— BEGIN —

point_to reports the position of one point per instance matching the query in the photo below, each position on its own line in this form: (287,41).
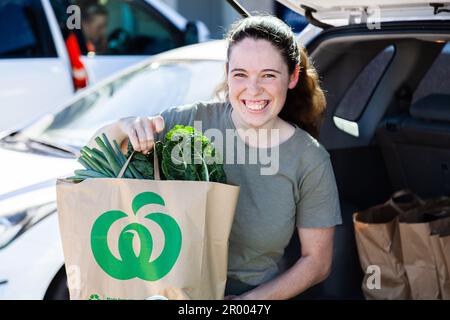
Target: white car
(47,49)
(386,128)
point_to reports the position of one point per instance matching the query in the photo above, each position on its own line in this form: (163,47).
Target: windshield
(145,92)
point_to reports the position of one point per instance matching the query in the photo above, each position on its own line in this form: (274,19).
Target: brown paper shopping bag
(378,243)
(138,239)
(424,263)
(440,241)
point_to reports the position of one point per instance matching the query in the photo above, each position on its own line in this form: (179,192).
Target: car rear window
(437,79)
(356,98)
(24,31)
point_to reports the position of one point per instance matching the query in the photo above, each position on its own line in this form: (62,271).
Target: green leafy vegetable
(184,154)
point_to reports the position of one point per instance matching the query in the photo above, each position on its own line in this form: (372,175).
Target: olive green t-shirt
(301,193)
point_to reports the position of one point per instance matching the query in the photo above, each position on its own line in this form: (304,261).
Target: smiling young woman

— END —
— BEGIN —

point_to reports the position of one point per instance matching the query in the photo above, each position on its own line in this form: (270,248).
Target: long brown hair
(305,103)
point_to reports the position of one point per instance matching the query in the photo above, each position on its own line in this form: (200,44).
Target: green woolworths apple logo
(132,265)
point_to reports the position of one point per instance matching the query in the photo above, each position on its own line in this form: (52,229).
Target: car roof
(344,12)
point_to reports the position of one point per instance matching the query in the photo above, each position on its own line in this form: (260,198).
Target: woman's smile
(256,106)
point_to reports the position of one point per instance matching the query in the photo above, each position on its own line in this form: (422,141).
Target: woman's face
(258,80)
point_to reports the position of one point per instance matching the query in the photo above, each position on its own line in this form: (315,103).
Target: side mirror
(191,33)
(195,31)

— END —
— BEGIN —

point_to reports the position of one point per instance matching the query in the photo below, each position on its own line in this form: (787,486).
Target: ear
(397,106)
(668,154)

— END —

Can you output the lines from the one containing "this form: (304,261)." through the one containing "Target: smiling young woman", both included, as a JSON list of strings with one string per line and no blank lines?

▸ Written reply:
[
  "point_to reports the position of one point per instance matching the query in the photo above, each position on its own line in this form: (304,261).",
  "Target: smiling young woman"
]